Text:

Earlier this summer, in late June, Nancy and I had the privilege and good fortune to be able to take an incredible vacation to one of God’s true wonderlands: Yellowstone National Park and The Grand Teton National Park. We had planned it for a long time, and the trip was off and on and then off and on again as our finances took various turns over the last couple of years. But, in the end, God blessed us with an opportunity to both escape the usual pressures of our careers and also enjoy some of the most spectacular scenery that He has created anywhere in the world.
We flew to Salt Lake City where we rented a car and then drove on up to the Wyoming. Staying inside the park, we journeyed each day to another part of the area; taking in as much of the variety as possible in the one week we had for the adventure. We explored the natural wonders of geysers, hot springs, mountain lakes, and beautiful green valleys. We watched trout spawning in a small stream. We watched the Bison roam, and the antelope play. Eagles, elk, owls, ground squirrels, and bear.

Available data:
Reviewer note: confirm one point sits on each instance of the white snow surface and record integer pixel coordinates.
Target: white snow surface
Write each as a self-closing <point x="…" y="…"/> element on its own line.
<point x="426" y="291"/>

Instruction: In the Yellowstone vacation text, which city did the travelers fly into before renting a car?

Worked answer: Salt Lake City.